PROBLEMS TO WORK ON
[A] Render this sentence from the blockchain passage below in Spanish: "The traditional banking sector is going through its own reckoning."
[B] Using the blockchain passage below, decide whether each statement agrees with it. Answer yes or no, and quote the words of the passage that settle it. (i) The Silicon Valley Bank collapsed in March. (ii) The sale of Credit Suisse to UBS came several weeks after that collapse. (iii) Bitcoin recently fell by 4%.
[C] Carry the blockchain passage below further, beginning after its final sentence.

Despite all the gloom and doom facing the blockchain world as described in the aforementioned paragraphs, not all hope is. Blockchain technology still has so much potential to be the transformative technology it can be. But there are a few challenges that need addressing first.
Challenges facing the blockchain industry
The traditional banking sector is going through its own reckoning. The collapse of The Silicon Valley Bank in March and the sale of Credit Suisse to UBS, mere days apart, has rocked the financial system. Centralised banking, where customers deposit and hold their money within a single entity (i.e. a bank), is not such a safe bet given the aforementioned events.
This development presents an opportunity for blockchain, in the form of decentralised finance (DeFi) to stake its viability as an alternative way for people to deposit and transfer money. DeFi is so disruptive because there is no centralised authority to control or dictate when someone can take out their money like in traditional finance. Khofiz Shakhidi, chairman at Alif Bank, has already spoken about how the use of blockchain technology can enhance efficiency and transparency of Sharia-compliant transactions. Even now, despite the instability in the banking sector, bitcoin surprisingly climbed 4% a few days ago because traders are viewing cryptocurrency as a hedge against the traditional banking system.

Stored dataset items
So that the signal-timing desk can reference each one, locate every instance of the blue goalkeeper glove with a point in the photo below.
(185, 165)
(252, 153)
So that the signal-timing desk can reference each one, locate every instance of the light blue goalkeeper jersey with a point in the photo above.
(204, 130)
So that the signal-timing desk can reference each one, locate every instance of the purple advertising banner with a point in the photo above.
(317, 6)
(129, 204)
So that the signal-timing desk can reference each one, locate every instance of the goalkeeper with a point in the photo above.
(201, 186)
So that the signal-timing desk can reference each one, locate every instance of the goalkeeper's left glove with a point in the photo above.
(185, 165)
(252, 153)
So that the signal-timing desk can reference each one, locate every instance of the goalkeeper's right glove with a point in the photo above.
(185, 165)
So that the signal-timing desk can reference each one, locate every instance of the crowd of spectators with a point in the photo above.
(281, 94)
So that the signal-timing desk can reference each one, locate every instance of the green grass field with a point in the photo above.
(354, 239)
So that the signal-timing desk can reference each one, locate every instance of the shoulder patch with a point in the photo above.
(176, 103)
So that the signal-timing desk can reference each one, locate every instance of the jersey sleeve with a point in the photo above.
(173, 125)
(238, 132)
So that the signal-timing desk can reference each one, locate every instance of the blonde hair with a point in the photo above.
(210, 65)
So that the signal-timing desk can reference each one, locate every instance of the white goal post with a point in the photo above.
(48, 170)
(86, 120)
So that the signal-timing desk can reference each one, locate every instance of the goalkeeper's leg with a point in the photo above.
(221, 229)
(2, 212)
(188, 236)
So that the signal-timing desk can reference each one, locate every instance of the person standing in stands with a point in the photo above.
==
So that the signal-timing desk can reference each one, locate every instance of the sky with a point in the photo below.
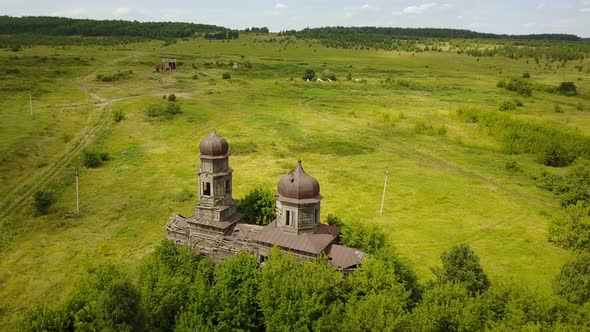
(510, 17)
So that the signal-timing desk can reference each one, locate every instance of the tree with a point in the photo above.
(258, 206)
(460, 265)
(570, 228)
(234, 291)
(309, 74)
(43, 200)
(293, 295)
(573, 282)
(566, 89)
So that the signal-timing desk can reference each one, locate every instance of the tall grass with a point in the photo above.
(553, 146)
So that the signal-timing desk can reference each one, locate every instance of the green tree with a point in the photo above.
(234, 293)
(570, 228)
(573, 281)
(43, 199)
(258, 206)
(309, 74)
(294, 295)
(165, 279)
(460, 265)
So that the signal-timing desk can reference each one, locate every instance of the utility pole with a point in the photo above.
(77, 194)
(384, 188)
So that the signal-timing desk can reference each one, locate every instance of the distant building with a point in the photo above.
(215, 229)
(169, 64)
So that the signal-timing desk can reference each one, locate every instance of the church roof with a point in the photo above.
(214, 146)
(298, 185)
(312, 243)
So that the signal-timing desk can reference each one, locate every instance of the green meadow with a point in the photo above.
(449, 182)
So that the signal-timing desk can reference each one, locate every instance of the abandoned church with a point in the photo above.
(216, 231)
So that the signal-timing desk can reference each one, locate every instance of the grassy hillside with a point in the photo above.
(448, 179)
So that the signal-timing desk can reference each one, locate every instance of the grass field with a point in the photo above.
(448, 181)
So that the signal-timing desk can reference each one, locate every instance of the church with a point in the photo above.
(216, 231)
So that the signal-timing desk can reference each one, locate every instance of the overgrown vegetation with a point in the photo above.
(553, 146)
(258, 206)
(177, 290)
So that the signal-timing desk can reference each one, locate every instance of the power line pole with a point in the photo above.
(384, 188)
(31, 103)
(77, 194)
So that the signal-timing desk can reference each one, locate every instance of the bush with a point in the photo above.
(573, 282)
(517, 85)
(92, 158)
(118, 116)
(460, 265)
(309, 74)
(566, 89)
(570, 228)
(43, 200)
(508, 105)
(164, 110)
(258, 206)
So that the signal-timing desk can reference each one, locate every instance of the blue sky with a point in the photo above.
---
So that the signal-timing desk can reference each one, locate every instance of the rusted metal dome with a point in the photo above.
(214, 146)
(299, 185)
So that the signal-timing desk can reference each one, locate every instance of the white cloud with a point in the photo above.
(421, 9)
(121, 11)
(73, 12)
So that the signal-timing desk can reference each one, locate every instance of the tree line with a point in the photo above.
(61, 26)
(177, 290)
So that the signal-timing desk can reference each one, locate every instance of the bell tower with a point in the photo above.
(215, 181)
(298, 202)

ANSWERS TO THE PROBLEMS
[A] El sector bancario tradicional está atravesando su propio ajuste de cuentas.

[B]
(i) Yes: "The collapse of The Silicon Valley Bank in March"
(ii) No: "mere days apart"
(iii) No: "bitcoin surprisingly climbed 4% a few days ago"

[C]
If there was ever a strong case for DeFi, there is no better time than now, while the traditional finance sector finds itself on another cliffedge with rising interest rates and stubborn inflation rises. But the collapse of FTX still casts a long shadow over DeFi and crypto trading. One of the biggest challenges the blockchain industry needs to overcome is the security pitfall that it is too often a victim of. Approximately $3.2 billion worth of cryptocurrencies was stolen in 2021. Of that, $2.2 billion (72%) were stolen from DeFi applications. DeFi protocols need more robust security measures if they are to be trusted and seen as true successors to the current banking and finance sector.
The other big challenge that blockchain technology faces, particularly crypto assets, is regulation. Governments, particularly the UK and US, have doubled down on regulation following the FTX debacle. Naturally, blockchain companies, especially those in the DeFi space, are against regulation but it is inevitable at this point. However, lawmakers do need to make sure that proposals are robust and bold. Sentiments shared in Tech Monitor by Alan Vey, founder of crypto firm Aventus:
“Stablecoins and decentralised finance should not be where this all halts. An industry advisory board should be established and consulted with to deal with the tricky task of including different types of assets going forward.”
Exciting technology eventually ceases to be as exciting as it once was when it first enters the market and captures people’s attention. NFTs and crypto coins were driving a lot of discussion around the future of money and finance two years ago. The hype around blockchain has diminished as people naturally move onto the next tech craze – AI technology.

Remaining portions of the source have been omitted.